## What to do
Extract the data exactly, missing nothing.

Source records
━━━━━━━━━━━━━━━━

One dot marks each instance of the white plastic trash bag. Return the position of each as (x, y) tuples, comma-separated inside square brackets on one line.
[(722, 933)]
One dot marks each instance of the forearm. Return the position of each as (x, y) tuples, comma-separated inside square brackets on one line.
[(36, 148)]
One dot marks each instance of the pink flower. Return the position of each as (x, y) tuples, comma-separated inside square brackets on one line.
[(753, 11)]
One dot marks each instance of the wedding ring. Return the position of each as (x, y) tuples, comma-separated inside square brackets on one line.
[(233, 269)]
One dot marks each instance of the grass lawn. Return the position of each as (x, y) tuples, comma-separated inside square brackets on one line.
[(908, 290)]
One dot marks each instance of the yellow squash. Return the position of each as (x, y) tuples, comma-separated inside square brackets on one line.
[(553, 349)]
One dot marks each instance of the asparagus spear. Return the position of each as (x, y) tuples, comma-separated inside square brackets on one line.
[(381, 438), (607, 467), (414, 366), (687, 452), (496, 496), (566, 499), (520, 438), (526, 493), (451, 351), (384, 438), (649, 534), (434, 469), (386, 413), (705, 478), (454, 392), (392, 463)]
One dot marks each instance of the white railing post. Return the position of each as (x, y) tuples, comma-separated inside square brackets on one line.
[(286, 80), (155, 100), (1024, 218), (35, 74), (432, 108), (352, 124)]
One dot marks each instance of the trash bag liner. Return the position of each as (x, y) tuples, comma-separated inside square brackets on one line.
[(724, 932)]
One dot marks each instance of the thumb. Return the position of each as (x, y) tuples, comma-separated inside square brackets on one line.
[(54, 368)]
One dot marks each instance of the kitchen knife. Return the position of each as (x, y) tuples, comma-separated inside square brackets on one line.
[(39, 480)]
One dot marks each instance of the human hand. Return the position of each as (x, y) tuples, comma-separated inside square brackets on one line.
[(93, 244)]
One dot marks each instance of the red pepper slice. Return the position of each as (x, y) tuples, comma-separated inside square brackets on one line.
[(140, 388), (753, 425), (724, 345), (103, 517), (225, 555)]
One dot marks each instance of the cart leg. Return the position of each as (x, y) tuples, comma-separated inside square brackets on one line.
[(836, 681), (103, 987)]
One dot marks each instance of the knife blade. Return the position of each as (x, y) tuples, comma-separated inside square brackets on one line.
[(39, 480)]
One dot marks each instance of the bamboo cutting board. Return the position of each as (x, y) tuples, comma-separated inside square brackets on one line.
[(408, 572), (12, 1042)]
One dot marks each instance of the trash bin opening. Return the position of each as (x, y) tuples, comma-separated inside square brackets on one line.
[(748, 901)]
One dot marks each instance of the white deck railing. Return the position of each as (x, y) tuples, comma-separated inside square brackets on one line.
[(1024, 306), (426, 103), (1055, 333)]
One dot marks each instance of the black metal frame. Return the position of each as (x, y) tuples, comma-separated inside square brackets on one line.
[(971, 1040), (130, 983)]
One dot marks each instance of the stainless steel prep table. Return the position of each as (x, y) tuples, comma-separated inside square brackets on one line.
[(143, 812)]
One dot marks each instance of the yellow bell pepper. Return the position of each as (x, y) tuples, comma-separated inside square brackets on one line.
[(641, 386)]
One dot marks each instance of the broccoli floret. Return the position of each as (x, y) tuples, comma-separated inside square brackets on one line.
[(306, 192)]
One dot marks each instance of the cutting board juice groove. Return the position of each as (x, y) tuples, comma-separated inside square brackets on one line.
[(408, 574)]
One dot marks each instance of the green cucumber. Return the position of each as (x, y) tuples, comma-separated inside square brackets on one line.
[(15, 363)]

━━━━━━━━━━━━━━━━

## Your response
One dot marks each instance of the white plastic trash bag. Return the position of each as (x, y) tuples, comma-separated inside square brackets on one line.
[(722, 933)]
One dot marks each instance of the forearm. Return the position of each as (x, y) tuples, comma-separated inside square brackets on one line.
[(36, 148)]
One dot marks each instance of the pink flower. Return the position of each as (x, y) tuples, comma-separated inside square brackets on one line.
[(753, 11)]
One dot marks each instance of the wedding ring. Return the position of each as (x, y) tuples, comma-separated inside square brackets on one line.
[(233, 269)]
One dot marks each instance of the grass lawn. Return the position of each as (x, y) tuples, comma-separated inside square brackets on one line.
[(908, 290)]
One dot marks each instance of the yellow squash. Return the position of each as (x, y) tuples, comma-separated inside square brackets on one line.
[(553, 349)]
One dot marks each instance of the asparagus spear. Return the position of each as (x, y) tuples, comma-separated inside square brackets on one line.
[(381, 438), (607, 467), (414, 366), (687, 452), (496, 496), (566, 499), (520, 438), (526, 493), (451, 351), (384, 438), (649, 534), (434, 469), (386, 413), (705, 478), (454, 392), (392, 463)]
One dot marks each instance of the white railing post. Return the position of each as (x, y) tuples, comma-separated inside square brackets on one line.
[(286, 80), (155, 100), (1024, 218), (35, 74), (432, 108), (352, 124)]
One dot marks each instance of the trash bag liner. Return the position of each as (x, y) tuples, comma-separated inside square brackets on one line.
[(724, 932)]
One dot marks each instance of the thumb. Return the position of each as (x, y) tuples, comma-separated inside square brackets on one line.
[(54, 368)]
One dot marks each instance of the kitchen knife. Return the position of each as (x, y) tuples, comma-separated inside square brackets on one line.
[(39, 480)]
One dot marks each instance of the human hand. Return the position of each as (x, y) tuples, comma-separated inside square brackets on one line.
[(93, 244)]
One dot marks each instance of the red pepper slice. Return the position of each as (x, y) tuples, comma-separated inside square brackets on one line.
[(140, 388), (753, 425), (724, 345), (103, 517), (225, 555)]
One dot marks each instance of the cart leg. Return the position of each as (x, y) tuples, comma-separated inside square brackets on one line.
[(836, 681), (103, 987)]
One dot marks each instance of the knife blade. Return the position of each as (x, y) tuples, comma-separated inside square brackets on one line.
[(39, 480)]
One dot marks each instance of the bamboo cutting board. Return the position of each as (x, y) tuples, comma-separated inside square brackets on one line.
[(408, 572), (12, 1042)]
One dot marks each instance of the trash bin opening. Return the position of each as (x, y) tuples, comma-separated inside square brackets on one line.
[(748, 901)]
One dot marks each instance of the white deck railing. Return the position of each as (x, y) tuples, comma-separated inside square brackets on one line.
[(1024, 306), (426, 103), (1055, 333)]
One dot marks each instance of the black metal frame. Return the position of each as (x, y) tuples, comma-separated inside square brackets on one line.
[(971, 1040), (130, 983)]
One dot marks each instance of the stainless steel prep table. Return the position of each as (x, y) tuples, comma-separated inside square brackets on one line.
[(143, 812)]
One dot marks each instance of the yellow bell pepper. Return the position of each as (x, y) tuples, comma-separated inside square brackets on one line.
[(641, 386)]
One dot marks each instance of the broccoli floret. Return the position of each as (x, y) tuples, comma-separated inside square brackets on one line.
[(306, 192)]
One dot marks each instance of the cutting board juice groove. Return the position of each as (x, y) tuples, comma-separated inside square brackets on one line.
[(408, 574)]
One dot marks each instance of the green cucumber. Return the position of each as (x, y) tuples, comma-separated inside square brackets on one line.
[(15, 363)]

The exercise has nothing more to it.